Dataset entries
────────

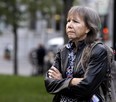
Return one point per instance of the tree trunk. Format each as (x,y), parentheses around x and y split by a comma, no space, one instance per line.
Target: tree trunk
(15,50)
(114,28)
(67,6)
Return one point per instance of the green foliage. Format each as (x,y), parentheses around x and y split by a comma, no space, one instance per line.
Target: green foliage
(23,89)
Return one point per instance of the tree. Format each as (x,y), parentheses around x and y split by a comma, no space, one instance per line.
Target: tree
(114,27)
(11,14)
(67,6)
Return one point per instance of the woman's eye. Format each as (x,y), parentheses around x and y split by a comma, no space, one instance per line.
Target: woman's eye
(68,20)
(75,21)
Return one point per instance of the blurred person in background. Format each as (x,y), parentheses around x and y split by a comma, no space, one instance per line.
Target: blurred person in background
(41,52)
(67,77)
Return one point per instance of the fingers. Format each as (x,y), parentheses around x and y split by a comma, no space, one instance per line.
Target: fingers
(54,73)
(55,69)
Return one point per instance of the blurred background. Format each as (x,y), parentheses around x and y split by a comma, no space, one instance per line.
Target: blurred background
(33,30)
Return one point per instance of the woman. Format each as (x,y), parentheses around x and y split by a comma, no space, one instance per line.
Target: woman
(68,82)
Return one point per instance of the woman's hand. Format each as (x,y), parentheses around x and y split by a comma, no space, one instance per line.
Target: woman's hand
(75,81)
(54,73)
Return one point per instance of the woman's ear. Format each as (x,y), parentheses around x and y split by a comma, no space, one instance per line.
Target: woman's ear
(87,31)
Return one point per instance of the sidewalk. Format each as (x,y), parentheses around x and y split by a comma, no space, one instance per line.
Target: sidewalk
(24,67)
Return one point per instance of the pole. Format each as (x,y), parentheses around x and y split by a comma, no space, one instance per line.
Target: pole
(114,28)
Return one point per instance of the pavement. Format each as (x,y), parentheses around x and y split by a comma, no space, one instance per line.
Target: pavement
(24,67)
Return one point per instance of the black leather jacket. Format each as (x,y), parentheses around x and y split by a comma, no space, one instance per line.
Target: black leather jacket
(94,75)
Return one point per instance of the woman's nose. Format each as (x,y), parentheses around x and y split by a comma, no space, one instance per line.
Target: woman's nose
(69,24)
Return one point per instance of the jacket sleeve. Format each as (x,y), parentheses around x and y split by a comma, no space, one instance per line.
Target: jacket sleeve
(56,86)
(94,74)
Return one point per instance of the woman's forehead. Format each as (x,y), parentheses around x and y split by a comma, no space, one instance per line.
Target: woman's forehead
(74,15)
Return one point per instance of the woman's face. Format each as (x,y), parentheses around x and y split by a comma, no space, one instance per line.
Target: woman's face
(76,28)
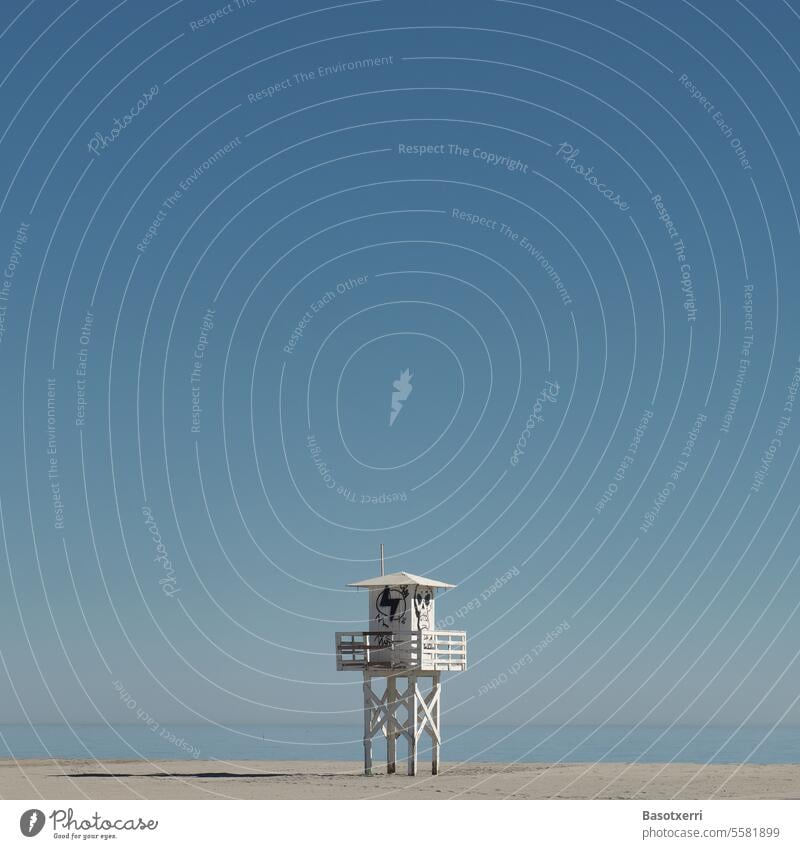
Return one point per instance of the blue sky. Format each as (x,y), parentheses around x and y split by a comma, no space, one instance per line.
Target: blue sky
(575,227)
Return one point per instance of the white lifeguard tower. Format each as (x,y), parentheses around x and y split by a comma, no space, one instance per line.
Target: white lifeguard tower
(402,645)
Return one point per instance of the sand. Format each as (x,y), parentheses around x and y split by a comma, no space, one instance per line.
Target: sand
(78,779)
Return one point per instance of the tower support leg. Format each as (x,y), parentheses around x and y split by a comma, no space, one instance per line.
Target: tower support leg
(412,708)
(391,724)
(436,735)
(367,725)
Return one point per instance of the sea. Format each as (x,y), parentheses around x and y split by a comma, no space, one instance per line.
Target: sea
(532,743)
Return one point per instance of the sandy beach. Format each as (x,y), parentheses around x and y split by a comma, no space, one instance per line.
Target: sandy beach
(181,779)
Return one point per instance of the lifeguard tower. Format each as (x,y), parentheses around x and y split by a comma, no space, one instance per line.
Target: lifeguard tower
(404,647)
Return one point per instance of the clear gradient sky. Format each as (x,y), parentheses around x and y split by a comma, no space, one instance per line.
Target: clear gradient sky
(574,224)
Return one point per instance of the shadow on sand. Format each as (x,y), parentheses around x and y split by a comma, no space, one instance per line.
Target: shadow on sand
(175,775)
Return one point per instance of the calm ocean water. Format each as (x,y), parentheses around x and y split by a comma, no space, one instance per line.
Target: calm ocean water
(338,742)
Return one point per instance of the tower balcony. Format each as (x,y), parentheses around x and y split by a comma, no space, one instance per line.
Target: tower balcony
(390,652)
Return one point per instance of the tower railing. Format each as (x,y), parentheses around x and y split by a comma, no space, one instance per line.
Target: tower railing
(411,650)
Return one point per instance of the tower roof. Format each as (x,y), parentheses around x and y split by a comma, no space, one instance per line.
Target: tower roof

────────

Return all the entries above word for word, leaving out the pictures.

Return one point per instance of the tree trunk. Format each as (x,y), parentheses around x and y split by a comma, no space, one instance per line.
Target: tree trunk
(15,50)
(114,28)
(67,6)
Return one point per instance of the green foliage. Format each as (x,y), parentheses around x and y split by a comma, no space, one instance per line.
Target: green foliage
(23,89)
Return one point per instance of the tree. Format each as (x,y), parentheses around x and y split by a comma, no space, one instance per line.
Target: tree
(114,27)
(11,14)
(67,6)
Return one point per instance of the woman's eye. Format each as (x,y), parentheses around x and y split by a comma, no space, one instance per line.
Target: woman's eye
(68,20)
(75,21)
Return one point per instance of the blurred person in background. Format each as (x,y), parentheses around x and y split by a comma, no space, one instance per line.
Target: blurred person in background
(41,52)
(67,77)
Return one point per instance of the fingers. Format each as (x,y), parentheses around x and y split by a comma, no space, one instance per line.
Target: fingers
(54,73)
(55,69)
Return one point per instance of the blurred background. Format each as (x,y), parentheses around x and y split by a comma, no space, one instance per line.
Target: blurred background
(33,30)
Return one point per instance of the woman. Format each as (x,y), parentheses around x and y split by a comma, no space, one instance per line.
Target: woman
(68,82)
Return one point per instance of the woman's hand. Format each as (x,y), parentheses around x and y split by a comma, no space, one instance per line.
Target: woman's hand
(75,81)
(54,73)
Return one point per instance of the woman's ear. Format each as (x,y), parentheses around x and y split by a comma, no space, one instance per line.
Target: woman's ear
(87,31)
Return one point per instance of the sidewalk. Format each as (x,y), parentheses around x and y split by a comma, no space, one instance per line.
Target: sidewalk
(24,67)
Return one point per instance of the pole. Format each as (x,y), parentheses around x and y split by a comma, no space, one instance per line.
Target: pole
(114,28)
Return one point per instance of the pavement. Format each as (x,y), parentheses around x and y split by a comma, no space, one instance per line.
Target: pavement
(24,67)
Return one point per instance of the black leather jacket. Format each as (x,y), parentheses around x and y split by a comma, no space, one instance per line.
Target: black leather jacket
(94,75)
Return one point per instance of the woman's nose. Format each as (x,y), parentheses around x and y split by a comma, no space, one instance per line.
Target: woman's nose
(69,24)
Return one point per instance of the jacket sleeve. Format each as (x,y), parentheses around x and y split by a comma, no space, one instance per line.
Target: jacket sleeve
(56,86)
(94,74)
Return one point per instance of the woman's forehead. Format each as (x,y), parentheses around x and y split by a comma, no space, one instance per line.
Target: woman's forehead
(74,15)
Return one point per instance of the woman's face. Format each as (x,y), parentheses around x and y split by a comma, no space, one instance per line.
Target: woman's face
(76,28)
Return one point per instance of the blue sky. Format each as (x,y), parentheses around x and y split by a comma, no space, one instance per line.
Target: blue sky
(575,227)
Return one point per instance of the white lifeguard tower. Format each as (x,y), parentheses around x and y split by a comma, no space, one instance per line.
Target: white lifeguard tower
(402,645)
Return one point per instance of the sand. Format each as (x,y), parentheses around x and y split by a comma, no space, one instance per line.
Target: sand
(78,779)
Return one point per instance of the tower support leg. Format each as (x,y), parentheses around x and y split by a comma, no space, one instance per line.
Target: tower support leg
(412,708)
(391,724)
(436,735)
(367,725)
Return one point per instance of the sea. Format each as (x,y), parentheses around x and y split by a comma, no space, one instance per line.
Target: sea
(532,743)
Return one point per instance of the sandy beach. Format each as (x,y), parentheses around x and y split by a comma, no space, one instance per line.
Target: sandy beach
(181,779)
Return one point per instance of the lifeguard tower. Format each as (x,y), parentheses around x and y split by a comma, no space, one instance per line.
Target: lifeguard tower
(404,647)
Return one point per instance of the clear gradient sky. Format each as (x,y), parentheses around x and y split by a comma, no space, one instance per line.
Target: clear gradient sky
(574,224)
Return one point per instance of the shadow on sand. Format each as (x,y), parentheses around x and y split by a comma, no space, one instance per line.
Target: shadow on sand
(175,775)
Return one point per instance of the calm ocean water. Format each as (x,y), parentheses around x and y split by a comma, no space, one instance per line.
Target: calm ocean water
(338,742)
Return one point per instance of the tower balcony. Format each as (x,y), parentheses around x and y split by a comma, no space, one instance per line.
Target: tower balcony
(390,652)
Return one point per instance of the tower railing. Format each as (x,y), parentheses around x and y split by a comma, no space, one instance per line.
Target: tower railing
(411,650)
Return one point per instance of the tower roof. Format each as (x,y), parentheses around x and y split by a comma, no space, one instance per line.
Target: tower roof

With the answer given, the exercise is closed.